• **Supplied material**:
---*---

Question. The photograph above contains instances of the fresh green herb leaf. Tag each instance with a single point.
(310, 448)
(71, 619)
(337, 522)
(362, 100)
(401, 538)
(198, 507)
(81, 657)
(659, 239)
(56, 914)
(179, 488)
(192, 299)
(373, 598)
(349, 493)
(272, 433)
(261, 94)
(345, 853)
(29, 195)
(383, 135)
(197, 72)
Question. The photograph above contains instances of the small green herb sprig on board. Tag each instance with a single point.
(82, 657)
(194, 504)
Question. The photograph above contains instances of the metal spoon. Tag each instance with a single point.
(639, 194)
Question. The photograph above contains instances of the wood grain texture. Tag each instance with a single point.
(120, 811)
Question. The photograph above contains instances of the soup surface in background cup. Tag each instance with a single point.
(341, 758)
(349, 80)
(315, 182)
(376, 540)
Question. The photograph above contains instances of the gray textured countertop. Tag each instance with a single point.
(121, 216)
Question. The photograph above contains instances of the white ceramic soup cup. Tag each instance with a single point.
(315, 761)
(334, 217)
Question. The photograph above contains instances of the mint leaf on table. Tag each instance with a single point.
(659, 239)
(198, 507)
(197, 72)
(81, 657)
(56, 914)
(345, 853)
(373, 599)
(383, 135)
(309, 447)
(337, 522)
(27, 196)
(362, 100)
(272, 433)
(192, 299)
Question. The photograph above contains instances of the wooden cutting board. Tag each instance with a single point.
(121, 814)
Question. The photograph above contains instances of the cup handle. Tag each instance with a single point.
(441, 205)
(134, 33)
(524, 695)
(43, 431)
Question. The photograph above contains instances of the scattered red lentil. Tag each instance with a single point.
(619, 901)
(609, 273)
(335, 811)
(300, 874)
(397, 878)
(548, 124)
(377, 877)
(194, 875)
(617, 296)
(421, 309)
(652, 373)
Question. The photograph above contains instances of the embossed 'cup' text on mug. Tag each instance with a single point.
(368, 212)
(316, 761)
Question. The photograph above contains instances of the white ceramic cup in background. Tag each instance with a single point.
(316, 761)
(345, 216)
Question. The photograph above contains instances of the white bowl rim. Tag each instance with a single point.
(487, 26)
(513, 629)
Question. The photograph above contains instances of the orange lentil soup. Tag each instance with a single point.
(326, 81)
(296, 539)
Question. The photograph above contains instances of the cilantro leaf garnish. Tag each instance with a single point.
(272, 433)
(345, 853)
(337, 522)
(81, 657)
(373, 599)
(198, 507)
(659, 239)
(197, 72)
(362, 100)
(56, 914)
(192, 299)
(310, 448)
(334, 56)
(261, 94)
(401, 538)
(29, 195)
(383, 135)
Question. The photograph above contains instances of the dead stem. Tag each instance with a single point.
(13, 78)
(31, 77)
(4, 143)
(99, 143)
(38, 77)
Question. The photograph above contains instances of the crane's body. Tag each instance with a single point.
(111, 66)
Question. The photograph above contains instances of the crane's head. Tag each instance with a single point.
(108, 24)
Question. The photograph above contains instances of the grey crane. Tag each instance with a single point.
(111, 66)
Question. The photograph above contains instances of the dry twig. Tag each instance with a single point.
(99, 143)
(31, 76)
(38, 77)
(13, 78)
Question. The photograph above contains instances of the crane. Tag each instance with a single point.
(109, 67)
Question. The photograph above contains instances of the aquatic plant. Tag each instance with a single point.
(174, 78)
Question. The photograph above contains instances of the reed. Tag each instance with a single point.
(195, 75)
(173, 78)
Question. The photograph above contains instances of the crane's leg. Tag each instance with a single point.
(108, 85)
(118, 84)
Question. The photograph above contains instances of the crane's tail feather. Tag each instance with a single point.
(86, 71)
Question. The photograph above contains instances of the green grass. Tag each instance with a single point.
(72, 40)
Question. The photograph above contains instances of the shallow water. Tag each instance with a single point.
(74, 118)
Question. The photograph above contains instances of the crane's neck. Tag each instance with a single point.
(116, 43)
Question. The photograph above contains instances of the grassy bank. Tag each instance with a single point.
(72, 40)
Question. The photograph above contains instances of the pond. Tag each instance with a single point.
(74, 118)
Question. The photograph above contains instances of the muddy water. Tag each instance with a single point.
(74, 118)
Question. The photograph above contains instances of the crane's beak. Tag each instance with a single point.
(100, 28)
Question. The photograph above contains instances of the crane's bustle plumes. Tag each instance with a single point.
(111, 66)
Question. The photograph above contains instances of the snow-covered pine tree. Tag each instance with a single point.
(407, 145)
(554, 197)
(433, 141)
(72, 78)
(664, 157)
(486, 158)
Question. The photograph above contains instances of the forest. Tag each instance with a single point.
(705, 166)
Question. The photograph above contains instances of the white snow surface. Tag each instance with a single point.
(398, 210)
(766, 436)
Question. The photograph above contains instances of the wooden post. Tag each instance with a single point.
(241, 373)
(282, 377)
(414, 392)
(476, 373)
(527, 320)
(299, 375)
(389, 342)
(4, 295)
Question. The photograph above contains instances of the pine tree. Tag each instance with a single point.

---*---

• **Request**: Copy out every line from the one containing "Question. The photograph above contains instances of the aquatic" to the end of the material, both ends included.

• **Right answer**:
Question. The photograph above contains instances of the aquatic plant. Tag each instance with a single point.
(174, 78)
Question. The photograph above contains instances of the reed. Tag each instance with a single point.
(195, 75)
(173, 78)
Question. The photograph above contains instances of the crane's leg. Tag each instance with a single point.
(108, 85)
(118, 84)
Question. The photograph above contains instances of the crane's tail feather. Tag each instance with a single point.
(86, 71)
Question. The photograph above contains instances of the green grass. Tag each instance with a single point.
(72, 40)
Question. The photograph above contains instances of the shallow water. Tag each instance with a single point.
(74, 118)
Question. The photograph above contains instances of the crane's neck. Tag each instance with a single point.
(116, 43)
Question. The photograph above contains instances of the grassy bank. Tag each instance with a single point.
(72, 40)
Question. The photograph above contains instances of the pond. Tag each instance with a single point.
(74, 118)
Question. The photograph above contains instances of the muddy water. Tag each instance with a single point.
(74, 118)
Question. The photograph above contains instances of the crane's beak. Tag each instance with a single point.
(100, 28)
Question. The photograph above contains instances of the crane's bustle plumes. Tag each instance with a single point.
(111, 66)
Question. The photograph above contains instances of the snow-covered pine tree. Tag each instance with a single point.
(407, 145)
(554, 197)
(433, 141)
(72, 78)
(664, 157)
(486, 158)
Question. The photograph above contains instances of the forest. Tag each instance with a single point.
(705, 166)
Question. The photograph above contains instances of the white snow surface. Tag each instance with a single point.
(398, 210)
(766, 436)
Question. The photograph above contains instances of the wooden post. Tag each instance with a single point.
(241, 373)
(282, 377)
(414, 392)
(476, 373)
(527, 320)
(299, 375)
(389, 342)
(4, 295)
Question. The photograph above contains instances of the pine tree. Tag each instance with a single point.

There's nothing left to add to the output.